What this task involves —
Pull out every line in the records below that contains the word "raised". Only matches with the same capitalization count.
— Begin Entries supplied —
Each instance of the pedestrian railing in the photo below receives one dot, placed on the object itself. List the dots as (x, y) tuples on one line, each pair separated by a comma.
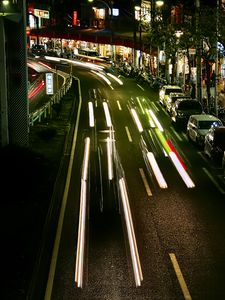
[(46, 110)]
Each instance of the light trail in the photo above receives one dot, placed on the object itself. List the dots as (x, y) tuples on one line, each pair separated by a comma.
[(141, 107), (184, 175), (79, 268), (109, 158), (156, 170), (131, 235), (128, 134), (144, 179), (180, 277), (115, 78), (119, 106), (36, 90), (107, 114), (155, 120), (103, 77), (91, 114), (136, 119)]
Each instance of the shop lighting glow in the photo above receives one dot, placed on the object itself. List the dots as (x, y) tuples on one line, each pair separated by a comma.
[(107, 114), (156, 170), (91, 114), (136, 119)]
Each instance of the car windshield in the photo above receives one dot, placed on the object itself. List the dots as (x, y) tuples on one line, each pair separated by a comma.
[(175, 90), (174, 98), (208, 124), (190, 105), (219, 138)]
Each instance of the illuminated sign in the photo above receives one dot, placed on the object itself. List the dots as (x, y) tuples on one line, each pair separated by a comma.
[(41, 13), (49, 83), (74, 18)]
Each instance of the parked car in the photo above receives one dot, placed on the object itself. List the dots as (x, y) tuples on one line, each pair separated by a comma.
[(166, 90), (172, 97), (223, 164), (214, 146), (183, 108), (199, 125)]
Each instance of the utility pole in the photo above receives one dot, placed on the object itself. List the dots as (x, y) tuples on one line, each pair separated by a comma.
[(13, 62), (217, 58), (3, 88), (198, 53)]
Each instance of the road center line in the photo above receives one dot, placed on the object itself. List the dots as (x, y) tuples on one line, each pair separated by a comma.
[(147, 187), (180, 277), (128, 134)]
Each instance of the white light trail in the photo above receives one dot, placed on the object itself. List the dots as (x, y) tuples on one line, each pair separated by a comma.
[(136, 119), (86, 158), (115, 78), (156, 170), (131, 235), (141, 107), (79, 268), (156, 120), (91, 114), (107, 114), (81, 236), (184, 175), (109, 158), (119, 106), (151, 123)]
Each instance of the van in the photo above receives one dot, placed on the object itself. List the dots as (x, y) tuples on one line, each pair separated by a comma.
[(183, 109), (166, 90)]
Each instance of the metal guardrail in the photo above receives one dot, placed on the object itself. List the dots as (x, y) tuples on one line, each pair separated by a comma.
[(46, 110)]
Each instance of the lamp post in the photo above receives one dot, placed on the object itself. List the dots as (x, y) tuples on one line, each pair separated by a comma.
[(216, 66), (158, 5), (198, 53), (14, 125)]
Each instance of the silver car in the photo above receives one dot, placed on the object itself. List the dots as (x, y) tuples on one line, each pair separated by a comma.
[(166, 90), (199, 125)]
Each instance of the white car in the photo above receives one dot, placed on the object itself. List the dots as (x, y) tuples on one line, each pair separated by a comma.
[(171, 99), (166, 90), (199, 125)]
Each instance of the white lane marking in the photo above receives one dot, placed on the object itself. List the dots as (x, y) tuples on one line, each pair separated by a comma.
[(119, 106), (155, 106), (180, 277), (175, 133), (128, 134), (213, 181), (184, 136), (147, 187), (140, 87)]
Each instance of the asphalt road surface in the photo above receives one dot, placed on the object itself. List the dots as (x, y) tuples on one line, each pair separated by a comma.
[(174, 248)]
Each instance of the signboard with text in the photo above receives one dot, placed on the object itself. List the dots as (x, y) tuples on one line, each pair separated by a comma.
[(41, 13), (49, 83)]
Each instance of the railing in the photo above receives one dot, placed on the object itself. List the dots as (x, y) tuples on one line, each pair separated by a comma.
[(46, 110)]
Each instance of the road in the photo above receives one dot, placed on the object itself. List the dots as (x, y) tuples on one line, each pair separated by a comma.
[(178, 228)]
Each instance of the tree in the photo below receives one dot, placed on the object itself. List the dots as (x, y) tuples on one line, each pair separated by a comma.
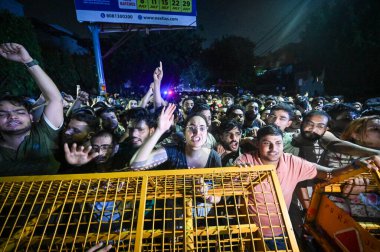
[(141, 54), (14, 78), (343, 38), (231, 59)]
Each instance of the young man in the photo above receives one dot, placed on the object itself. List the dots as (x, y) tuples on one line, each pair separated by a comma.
[(290, 170), (141, 126), (110, 122), (282, 115), (227, 100), (27, 148), (98, 158), (229, 144)]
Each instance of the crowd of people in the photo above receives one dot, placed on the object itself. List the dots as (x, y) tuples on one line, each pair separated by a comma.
[(304, 137)]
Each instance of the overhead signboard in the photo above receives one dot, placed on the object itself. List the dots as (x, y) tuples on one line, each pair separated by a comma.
[(149, 12)]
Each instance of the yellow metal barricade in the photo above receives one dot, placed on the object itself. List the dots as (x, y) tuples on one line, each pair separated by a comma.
[(344, 216), (138, 211)]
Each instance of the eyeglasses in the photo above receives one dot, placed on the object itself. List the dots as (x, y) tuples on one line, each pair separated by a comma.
[(103, 147), (193, 128), (320, 126)]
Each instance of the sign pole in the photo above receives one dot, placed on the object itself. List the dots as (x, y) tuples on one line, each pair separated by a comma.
[(95, 30)]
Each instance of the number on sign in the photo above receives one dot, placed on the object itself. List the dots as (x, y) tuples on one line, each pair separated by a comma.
[(175, 3)]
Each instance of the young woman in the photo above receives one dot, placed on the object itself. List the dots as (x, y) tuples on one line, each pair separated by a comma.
[(193, 154), (364, 131)]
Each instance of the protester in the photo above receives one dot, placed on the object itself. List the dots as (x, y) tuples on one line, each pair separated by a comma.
[(27, 148), (290, 170)]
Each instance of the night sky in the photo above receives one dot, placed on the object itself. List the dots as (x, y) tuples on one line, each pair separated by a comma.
[(269, 23)]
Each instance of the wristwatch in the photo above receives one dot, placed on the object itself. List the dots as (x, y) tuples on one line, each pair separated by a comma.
[(32, 63)]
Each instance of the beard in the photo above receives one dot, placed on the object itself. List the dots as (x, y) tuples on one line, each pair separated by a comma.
[(17, 131), (250, 116), (310, 135)]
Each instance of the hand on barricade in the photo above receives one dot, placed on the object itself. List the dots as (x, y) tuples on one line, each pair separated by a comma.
[(98, 248), (78, 155)]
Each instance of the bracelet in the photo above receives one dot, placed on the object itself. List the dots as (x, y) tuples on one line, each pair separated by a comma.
[(32, 63)]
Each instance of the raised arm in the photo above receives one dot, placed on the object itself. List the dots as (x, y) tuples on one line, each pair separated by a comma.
[(54, 108), (147, 158), (158, 74), (144, 101)]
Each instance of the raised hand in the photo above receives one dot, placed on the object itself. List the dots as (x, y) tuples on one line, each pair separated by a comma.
[(82, 96), (15, 52), (78, 155), (166, 118), (158, 73)]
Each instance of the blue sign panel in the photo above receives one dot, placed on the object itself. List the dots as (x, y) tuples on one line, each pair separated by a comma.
[(150, 12)]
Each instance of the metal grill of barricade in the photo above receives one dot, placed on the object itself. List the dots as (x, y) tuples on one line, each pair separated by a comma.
[(334, 228), (139, 211)]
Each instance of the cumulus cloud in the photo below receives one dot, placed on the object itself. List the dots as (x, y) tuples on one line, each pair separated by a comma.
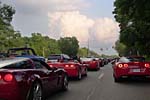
[(70, 24), (101, 32), (44, 6)]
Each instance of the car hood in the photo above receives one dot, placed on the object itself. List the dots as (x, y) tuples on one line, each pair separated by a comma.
[(32, 57)]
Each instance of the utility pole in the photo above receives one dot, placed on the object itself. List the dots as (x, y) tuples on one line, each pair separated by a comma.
[(88, 48)]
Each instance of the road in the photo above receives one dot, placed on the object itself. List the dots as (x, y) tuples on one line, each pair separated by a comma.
[(99, 85)]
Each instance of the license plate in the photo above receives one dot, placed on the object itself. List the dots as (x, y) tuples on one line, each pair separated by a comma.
[(135, 70)]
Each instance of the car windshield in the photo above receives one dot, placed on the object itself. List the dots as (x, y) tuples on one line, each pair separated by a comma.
[(136, 59), (18, 65), (54, 57), (17, 52), (86, 59)]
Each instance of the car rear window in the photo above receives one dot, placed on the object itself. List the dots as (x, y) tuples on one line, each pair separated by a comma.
[(54, 57), (138, 59), (19, 65)]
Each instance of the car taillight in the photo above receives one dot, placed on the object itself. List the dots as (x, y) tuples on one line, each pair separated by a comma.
[(123, 65), (147, 65), (8, 77), (66, 65), (72, 66), (120, 65)]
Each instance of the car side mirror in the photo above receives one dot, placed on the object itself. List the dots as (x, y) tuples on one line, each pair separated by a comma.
[(54, 68)]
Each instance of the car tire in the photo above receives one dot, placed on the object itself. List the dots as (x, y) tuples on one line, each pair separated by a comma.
[(79, 75), (35, 92), (65, 83), (117, 80), (86, 70)]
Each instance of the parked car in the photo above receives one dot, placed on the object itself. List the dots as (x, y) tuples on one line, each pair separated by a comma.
[(73, 68), (134, 66), (26, 79), (92, 62), (24, 52)]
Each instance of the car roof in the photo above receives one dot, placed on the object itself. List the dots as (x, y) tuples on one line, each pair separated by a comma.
[(9, 61)]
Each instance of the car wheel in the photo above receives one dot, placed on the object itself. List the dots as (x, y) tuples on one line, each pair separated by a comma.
[(65, 83), (86, 71), (79, 75), (35, 92), (117, 79)]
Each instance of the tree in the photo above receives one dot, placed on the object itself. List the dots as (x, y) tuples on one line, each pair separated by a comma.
[(133, 16), (6, 30), (69, 45)]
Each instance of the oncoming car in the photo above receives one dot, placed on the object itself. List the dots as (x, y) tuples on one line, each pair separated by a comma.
[(26, 79), (93, 64), (73, 67), (134, 66)]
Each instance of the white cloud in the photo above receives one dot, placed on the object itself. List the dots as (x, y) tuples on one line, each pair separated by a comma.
[(70, 24), (102, 32), (44, 6)]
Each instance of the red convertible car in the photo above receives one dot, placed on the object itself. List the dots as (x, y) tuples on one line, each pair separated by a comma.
[(26, 79), (131, 67), (92, 62), (73, 67)]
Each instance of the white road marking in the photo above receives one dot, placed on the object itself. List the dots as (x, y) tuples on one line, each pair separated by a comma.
[(101, 75)]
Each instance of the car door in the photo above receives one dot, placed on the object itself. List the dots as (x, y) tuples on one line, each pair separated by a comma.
[(52, 76)]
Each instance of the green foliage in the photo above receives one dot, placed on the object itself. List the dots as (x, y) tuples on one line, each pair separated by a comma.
[(69, 45), (134, 21), (83, 52), (43, 45)]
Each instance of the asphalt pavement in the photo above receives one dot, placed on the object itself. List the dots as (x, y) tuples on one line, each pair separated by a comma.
[(99, 85)]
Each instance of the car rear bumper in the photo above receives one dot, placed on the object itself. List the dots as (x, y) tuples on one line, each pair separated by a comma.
[(72, 72), (130, 73), (10, 92)]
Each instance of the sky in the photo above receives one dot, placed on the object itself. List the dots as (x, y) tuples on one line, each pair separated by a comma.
[(90, 21)]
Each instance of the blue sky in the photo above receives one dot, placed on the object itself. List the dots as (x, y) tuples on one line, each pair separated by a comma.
[(86, 19)]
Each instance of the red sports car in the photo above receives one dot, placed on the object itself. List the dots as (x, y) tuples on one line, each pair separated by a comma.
[(92, 62), (26, 79), (72, 67), (130, 67)]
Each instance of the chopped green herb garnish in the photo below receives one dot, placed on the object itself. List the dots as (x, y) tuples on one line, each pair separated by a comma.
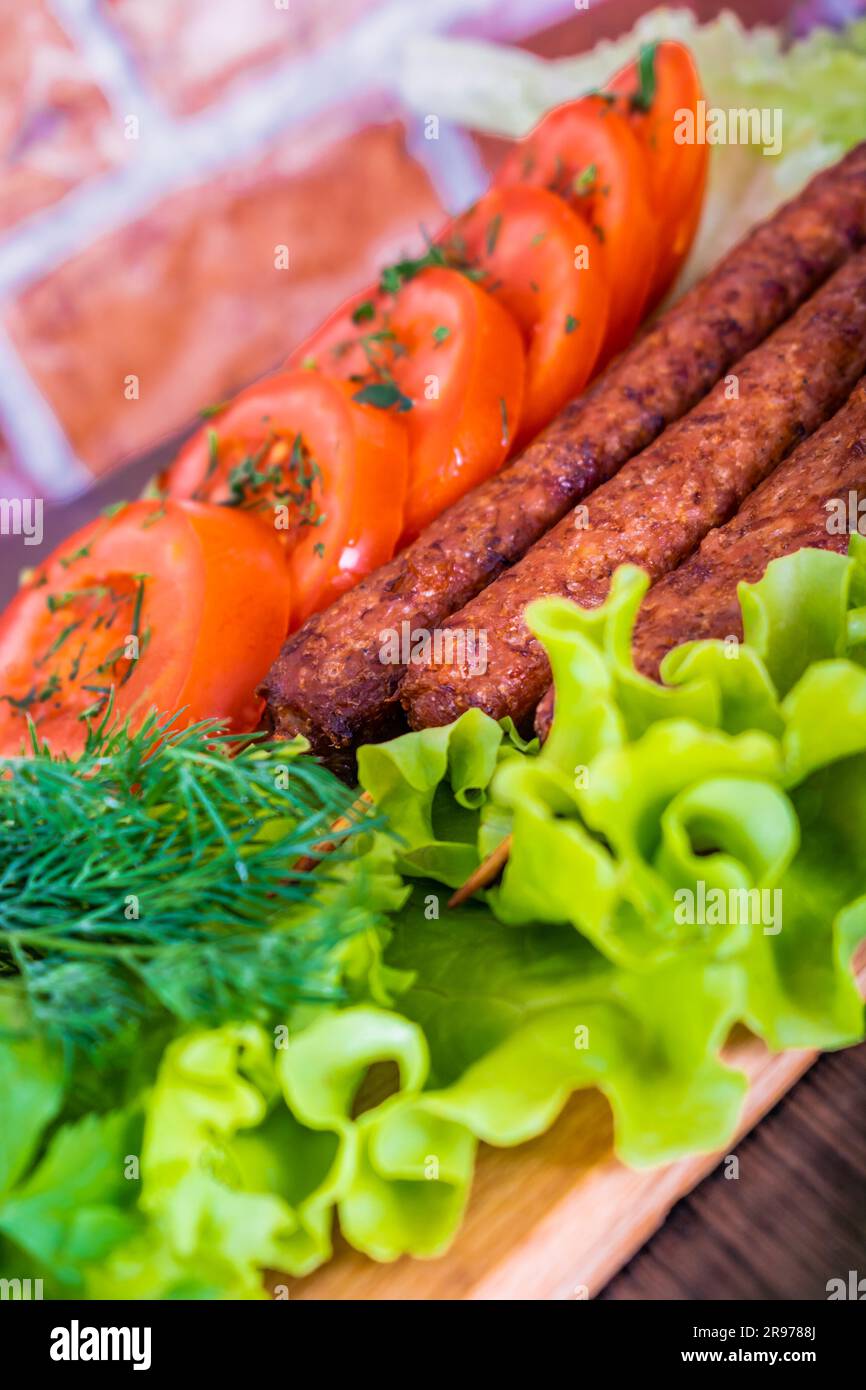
— End Entries supplied —
Reply to the exercise —
Each instance of the raised arm in the photo above receives one dot, placed on the object itself. List the dots as (x, y) tuples on one line, each pair separated by a comma.
Each instance of the raised hand in the photo above receives one dot, placed on the object itself. List the dots as (x, y) tuples on one line, each pair separated by a comma.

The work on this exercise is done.